## Exercise goal
Pick out each line of the records below that contains the string "head". Treat uppercase and lowercase letters as different.

(Dataset records on object locations)
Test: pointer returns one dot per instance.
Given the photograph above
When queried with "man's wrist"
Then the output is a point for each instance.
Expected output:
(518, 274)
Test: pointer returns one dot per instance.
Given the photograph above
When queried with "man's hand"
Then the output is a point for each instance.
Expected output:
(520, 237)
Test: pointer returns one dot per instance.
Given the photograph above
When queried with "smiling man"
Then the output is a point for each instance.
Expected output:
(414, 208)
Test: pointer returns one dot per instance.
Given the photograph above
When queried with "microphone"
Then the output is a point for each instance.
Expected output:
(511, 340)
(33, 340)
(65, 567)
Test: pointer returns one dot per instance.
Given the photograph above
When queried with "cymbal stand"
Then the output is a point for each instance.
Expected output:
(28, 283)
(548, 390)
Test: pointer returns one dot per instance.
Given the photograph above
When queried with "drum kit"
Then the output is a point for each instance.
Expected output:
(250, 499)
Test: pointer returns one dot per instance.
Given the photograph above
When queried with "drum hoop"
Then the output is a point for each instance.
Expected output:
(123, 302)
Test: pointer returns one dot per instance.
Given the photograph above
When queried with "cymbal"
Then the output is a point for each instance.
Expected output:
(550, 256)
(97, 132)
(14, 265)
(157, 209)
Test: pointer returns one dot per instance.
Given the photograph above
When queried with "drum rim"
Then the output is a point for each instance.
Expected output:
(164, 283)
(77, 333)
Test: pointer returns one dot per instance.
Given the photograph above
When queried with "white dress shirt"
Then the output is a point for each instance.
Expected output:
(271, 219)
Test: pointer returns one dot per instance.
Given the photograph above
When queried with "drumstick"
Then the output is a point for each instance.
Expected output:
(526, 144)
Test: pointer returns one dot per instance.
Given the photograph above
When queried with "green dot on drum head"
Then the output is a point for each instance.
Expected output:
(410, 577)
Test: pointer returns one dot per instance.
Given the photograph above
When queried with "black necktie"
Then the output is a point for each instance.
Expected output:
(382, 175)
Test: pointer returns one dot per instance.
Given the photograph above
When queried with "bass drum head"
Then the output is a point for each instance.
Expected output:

## Solution for this task
When queried with "green dot on drum head"
When queried with "bass drum head"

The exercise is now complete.